▶ _Required task_: In the forum thread below, rewrite the paragraph that opens with "Never is a little bit extreme" as a short bulleted list that keeps its main facts.

▶ _Excerpt_:
Is POD assignment atomic?

Started by
25 comments, last by MaulingMonkey 16 years, 10 months ago
I've really enjoyed the discussion so far. However, I found this nice passage in the Platform SDK docs (under "Interlocked Variable Access"):

Quote:
Simple reads and writes to properly-aligned 32-bit variables are atomic. In other words, when one thread is updating a 32-bit variable, you will not end up with only one portion of the variable updated; all 32 bits are updated in an atomic fashion. However, access is not guaranteed to be synchronized. If two threads are reading and writing from the same variable, you cannot determine if one thread will perform its read operation before the other performs its write operation.


I'm no stranger to synchronization methods and implementation, but low-level CPU behavior is not my expertise. However, this paragraph from the Platform SDK docs seems to contradict some of what I've been reading here, and maybe someone who knows more can enlighten us. In the case of a simple bool to flag a thread termination, the above paragraph seems to indicate that you can never get an "undefined" value. I believe the bool data type is implemented as a 32 bit quantity in MSVC, and assuming it was properly aligned, changing it from true to false or vice versa should be atomic without any special care taken.

As stated above, simple reads and writes, although atomic, do not guarantee sequence. A critical section wouldn't guarantee sequence either, just that only one thread could read or write the value at a time. Given the above paragraph, it seems that on 32-bit Intel chips, a critical section around a simple bool for flagging thread termination is redundant and unnecessary.

Anyway, just curious what you experts think about the above quote and how it relates to the current discussion.
Advertisement
Quote:Original post by strtok
However, this paragraph from the Platform SDK docs seems to contradict some of what I've been reading here, and maybe someone who knows more can enlighten us. In the case of a simple bool to flag a thread termination, the above paragraph seems to indicate that you can never get an "undefined" value.


Never is a little bit extreme. As I've said above, the C and C++ standards themselves provide no atomicity guarantees, so you must rely on external guarantees provided by external software (compiler, library) or hardware (processor). The Platform SDK provides one such guarantee (on x86 Windows using Microsoft Visual C++) but it does not apply to other hardware, software and compilers combinations unless explicitly stated. For instance, g++ on x86 Windows might not make that guarantee and perform some optimizations which would break it, or it might.

The bottom line is, as always, to seek external guarantees, because there are no internal ones, and then:
  • Thoroughly document and code-assert the existence of these guarantees.
  • Provide an alternate code path to be used when those guarantees are not used.
Assume the worst and hope for the best. That's what it comes down to.
Best not try and skimp on thread-saftey.
"In order to understand recursion, you must first understand recursion."

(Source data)
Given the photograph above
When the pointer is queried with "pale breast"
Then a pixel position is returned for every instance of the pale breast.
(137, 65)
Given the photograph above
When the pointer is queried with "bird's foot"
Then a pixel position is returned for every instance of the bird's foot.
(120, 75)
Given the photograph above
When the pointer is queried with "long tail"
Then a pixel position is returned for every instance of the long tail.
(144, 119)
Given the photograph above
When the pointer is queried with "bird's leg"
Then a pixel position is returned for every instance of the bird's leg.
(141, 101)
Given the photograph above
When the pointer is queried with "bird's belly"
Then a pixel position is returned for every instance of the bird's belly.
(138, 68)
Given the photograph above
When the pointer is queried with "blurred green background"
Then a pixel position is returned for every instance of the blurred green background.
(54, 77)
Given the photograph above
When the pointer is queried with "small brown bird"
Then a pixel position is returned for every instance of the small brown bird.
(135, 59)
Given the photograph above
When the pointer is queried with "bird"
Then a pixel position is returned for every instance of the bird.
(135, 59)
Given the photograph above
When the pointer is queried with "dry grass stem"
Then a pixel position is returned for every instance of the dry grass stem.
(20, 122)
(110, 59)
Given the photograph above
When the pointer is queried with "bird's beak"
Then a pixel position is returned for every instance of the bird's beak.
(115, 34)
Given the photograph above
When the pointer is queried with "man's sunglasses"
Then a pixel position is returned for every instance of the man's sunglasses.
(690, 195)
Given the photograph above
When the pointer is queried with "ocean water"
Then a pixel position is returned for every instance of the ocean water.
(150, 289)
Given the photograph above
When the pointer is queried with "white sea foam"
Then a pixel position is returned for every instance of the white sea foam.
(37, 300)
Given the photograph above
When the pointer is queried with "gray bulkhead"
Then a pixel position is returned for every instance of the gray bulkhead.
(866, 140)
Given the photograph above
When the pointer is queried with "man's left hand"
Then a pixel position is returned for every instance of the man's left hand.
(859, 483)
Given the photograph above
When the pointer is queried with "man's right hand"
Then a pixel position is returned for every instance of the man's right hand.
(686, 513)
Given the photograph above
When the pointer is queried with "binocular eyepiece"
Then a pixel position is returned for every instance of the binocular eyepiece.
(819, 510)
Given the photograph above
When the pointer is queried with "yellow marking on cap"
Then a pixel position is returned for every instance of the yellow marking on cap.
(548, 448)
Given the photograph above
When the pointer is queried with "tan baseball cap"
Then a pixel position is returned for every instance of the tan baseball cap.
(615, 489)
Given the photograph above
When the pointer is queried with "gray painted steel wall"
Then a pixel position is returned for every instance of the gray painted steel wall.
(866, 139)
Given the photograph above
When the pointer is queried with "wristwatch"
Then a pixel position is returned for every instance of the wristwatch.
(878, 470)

▶ _Answer to the exercise_:
- Saying a bool flag can never hold an "undefined" value is too strong.
- The C and C++ standards provide no atomicity guarantees.
- Any such guarantee must come from outside: from software (compiler, library) or hardware (processor).
- The Platform SDK gives one such guarantee, for Microsoft Visual C++ on x86 Windows.
- That guarantee does not extend to other combinations of hardware, software and compiler unless explicitly stated.
- For example, g++ on x86 Windows may or may not make that guarantee, and its optimizations could break it.